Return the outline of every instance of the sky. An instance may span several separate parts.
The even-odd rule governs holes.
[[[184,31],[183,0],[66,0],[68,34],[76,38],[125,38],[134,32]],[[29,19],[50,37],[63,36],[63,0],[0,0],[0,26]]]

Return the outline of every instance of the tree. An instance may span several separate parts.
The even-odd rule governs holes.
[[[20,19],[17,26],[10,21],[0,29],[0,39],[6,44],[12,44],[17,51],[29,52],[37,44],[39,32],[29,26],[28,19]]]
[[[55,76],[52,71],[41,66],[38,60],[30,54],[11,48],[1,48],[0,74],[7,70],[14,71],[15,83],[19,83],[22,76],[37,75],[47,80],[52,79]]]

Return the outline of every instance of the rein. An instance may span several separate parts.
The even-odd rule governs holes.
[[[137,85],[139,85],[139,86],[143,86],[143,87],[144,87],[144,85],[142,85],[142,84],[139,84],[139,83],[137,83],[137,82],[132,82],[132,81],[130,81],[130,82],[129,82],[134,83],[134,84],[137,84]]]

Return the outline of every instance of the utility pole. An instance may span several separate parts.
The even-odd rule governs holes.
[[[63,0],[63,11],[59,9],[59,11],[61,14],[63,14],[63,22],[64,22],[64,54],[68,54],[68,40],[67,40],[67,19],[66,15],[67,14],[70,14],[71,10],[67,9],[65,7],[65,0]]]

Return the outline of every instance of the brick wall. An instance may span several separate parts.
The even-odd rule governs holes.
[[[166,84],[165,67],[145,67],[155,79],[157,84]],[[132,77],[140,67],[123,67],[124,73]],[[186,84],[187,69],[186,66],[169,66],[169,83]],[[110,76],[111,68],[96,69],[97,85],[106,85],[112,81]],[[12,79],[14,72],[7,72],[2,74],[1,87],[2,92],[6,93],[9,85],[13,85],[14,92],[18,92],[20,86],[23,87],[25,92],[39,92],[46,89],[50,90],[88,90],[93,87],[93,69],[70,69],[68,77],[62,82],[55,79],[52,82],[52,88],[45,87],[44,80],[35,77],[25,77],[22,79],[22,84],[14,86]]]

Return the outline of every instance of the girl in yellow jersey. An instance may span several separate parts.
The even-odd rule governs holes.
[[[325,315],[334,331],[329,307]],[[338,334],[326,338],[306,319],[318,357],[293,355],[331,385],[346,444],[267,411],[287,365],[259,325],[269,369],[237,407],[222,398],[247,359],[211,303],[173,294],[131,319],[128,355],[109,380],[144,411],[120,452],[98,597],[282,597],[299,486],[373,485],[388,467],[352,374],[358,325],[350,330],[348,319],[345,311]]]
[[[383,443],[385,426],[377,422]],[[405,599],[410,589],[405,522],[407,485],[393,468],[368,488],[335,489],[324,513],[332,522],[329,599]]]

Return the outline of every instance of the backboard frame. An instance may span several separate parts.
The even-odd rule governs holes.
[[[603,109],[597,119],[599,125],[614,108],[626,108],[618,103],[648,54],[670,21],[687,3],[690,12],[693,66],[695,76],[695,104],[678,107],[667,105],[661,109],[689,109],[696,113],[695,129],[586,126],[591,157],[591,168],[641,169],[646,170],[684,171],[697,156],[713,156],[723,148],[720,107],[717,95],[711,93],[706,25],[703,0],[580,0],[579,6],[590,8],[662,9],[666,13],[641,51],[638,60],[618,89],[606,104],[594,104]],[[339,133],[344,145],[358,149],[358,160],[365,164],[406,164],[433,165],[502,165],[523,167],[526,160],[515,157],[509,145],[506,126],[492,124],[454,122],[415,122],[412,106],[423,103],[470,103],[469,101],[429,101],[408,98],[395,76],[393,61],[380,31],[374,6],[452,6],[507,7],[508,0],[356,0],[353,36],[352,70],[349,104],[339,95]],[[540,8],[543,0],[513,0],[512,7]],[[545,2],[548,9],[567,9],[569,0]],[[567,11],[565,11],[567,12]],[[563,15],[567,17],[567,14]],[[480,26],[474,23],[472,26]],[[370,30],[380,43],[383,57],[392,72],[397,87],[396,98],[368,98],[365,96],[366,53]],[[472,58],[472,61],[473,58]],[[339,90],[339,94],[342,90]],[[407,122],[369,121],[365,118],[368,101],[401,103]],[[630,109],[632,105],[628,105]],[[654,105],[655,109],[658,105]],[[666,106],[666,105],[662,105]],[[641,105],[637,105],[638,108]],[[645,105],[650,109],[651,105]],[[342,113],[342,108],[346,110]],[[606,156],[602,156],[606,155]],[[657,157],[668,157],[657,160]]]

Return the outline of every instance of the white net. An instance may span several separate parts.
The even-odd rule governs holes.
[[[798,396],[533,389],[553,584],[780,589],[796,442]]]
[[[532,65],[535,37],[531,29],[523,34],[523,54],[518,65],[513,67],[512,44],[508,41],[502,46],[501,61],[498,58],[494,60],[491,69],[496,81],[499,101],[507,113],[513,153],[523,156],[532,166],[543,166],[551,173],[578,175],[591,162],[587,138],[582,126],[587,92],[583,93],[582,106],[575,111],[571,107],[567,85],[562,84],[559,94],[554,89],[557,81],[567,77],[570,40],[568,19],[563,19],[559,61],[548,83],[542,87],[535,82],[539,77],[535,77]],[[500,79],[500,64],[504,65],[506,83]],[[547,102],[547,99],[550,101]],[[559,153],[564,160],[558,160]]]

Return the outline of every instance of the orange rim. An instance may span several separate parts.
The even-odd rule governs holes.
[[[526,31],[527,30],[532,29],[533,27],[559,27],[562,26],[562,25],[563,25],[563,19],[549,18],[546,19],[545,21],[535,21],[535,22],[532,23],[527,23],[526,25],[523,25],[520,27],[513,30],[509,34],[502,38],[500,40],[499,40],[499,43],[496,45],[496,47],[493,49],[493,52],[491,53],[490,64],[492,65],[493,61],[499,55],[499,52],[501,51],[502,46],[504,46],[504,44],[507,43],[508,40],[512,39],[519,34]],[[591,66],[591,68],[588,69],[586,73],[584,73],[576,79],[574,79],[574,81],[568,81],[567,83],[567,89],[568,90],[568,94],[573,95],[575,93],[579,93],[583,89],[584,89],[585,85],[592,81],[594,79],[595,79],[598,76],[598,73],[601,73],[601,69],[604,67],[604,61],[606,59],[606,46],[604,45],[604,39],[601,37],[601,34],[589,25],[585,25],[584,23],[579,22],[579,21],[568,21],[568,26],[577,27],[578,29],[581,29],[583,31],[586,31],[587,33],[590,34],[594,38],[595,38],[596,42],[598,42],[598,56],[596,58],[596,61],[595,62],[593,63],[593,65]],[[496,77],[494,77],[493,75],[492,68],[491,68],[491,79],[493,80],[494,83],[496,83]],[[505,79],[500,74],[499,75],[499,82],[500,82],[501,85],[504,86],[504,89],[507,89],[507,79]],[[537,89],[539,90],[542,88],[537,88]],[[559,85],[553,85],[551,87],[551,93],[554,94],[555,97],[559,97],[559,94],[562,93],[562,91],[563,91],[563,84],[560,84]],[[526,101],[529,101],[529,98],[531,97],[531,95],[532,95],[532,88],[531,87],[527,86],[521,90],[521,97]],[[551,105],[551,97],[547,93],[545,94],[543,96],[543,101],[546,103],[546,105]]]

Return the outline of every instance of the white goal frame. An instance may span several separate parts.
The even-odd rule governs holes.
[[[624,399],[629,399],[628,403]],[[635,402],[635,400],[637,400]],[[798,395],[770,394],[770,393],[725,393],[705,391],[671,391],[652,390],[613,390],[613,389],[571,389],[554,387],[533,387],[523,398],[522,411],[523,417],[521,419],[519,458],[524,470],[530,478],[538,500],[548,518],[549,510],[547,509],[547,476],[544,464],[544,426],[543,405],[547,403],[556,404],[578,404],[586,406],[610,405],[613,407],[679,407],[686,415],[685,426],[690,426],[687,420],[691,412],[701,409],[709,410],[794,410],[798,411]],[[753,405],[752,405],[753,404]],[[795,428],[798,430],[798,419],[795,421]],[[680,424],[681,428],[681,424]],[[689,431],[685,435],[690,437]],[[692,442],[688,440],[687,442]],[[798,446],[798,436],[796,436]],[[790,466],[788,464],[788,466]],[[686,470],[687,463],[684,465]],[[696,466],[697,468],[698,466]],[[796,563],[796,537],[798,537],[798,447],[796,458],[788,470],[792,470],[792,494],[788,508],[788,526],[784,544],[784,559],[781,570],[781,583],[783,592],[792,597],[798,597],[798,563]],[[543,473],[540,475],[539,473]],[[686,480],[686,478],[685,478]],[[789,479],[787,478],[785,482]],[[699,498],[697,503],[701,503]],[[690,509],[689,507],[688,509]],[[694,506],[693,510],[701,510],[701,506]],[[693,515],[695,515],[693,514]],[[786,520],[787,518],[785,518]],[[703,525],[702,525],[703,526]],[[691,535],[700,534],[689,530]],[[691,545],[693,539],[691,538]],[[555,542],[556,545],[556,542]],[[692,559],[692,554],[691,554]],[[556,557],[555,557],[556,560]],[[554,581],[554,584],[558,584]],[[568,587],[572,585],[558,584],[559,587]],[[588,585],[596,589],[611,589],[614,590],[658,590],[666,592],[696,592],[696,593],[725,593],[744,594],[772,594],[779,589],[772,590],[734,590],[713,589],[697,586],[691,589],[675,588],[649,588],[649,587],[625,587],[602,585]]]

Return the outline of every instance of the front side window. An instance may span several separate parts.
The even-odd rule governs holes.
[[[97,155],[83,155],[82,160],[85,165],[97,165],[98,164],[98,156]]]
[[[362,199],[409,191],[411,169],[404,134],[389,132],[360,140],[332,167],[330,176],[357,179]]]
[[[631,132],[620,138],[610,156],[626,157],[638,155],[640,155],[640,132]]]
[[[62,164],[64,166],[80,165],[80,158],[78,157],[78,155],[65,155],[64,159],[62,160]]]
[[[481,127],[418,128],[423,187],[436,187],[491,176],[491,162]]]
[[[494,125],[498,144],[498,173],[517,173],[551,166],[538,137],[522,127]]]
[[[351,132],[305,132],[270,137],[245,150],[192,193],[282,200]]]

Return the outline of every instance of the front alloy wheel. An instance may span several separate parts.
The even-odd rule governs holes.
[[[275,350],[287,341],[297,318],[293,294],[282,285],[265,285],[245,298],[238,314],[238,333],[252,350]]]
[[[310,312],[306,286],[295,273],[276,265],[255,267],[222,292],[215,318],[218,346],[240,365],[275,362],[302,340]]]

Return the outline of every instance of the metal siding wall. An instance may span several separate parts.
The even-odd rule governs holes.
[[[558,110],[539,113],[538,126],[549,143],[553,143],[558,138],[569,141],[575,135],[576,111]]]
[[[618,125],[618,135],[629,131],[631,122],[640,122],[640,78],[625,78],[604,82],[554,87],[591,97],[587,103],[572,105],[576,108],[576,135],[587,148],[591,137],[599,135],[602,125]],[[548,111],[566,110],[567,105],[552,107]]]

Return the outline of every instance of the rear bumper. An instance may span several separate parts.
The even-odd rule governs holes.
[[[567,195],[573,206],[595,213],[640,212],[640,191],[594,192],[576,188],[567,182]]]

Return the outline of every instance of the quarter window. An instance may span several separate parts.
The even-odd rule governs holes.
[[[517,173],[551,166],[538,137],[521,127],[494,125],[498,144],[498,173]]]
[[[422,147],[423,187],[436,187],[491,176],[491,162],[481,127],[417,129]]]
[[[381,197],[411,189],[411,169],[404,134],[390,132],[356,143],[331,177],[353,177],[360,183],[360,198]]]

Exercise details: Convert the material, starting at the line containing "Return the outline of every instance of the quarter" and ending at the end of the material, into a two-column CSV with the header input,output and one row per input and its output. Put each field in double quotes and replace its line breaks with spaces.

Output for this task:
input,output
"Return the outline of every instance of the quarter window. An instance may span several separate parts. The even-odd rule governs holes.","[[[517,173],[551,166],[538,137],[521,127],[494,125],[498,144],[498,173]]] [[[422,147],[423,187],[436,187],[491,176],[491,162],[481,127],[417,129]]] [[[381,197],[411,189],[411,169],[404,134],[390,132],[356,143],[331,177],[353,177],[360,183],[360,198]]]"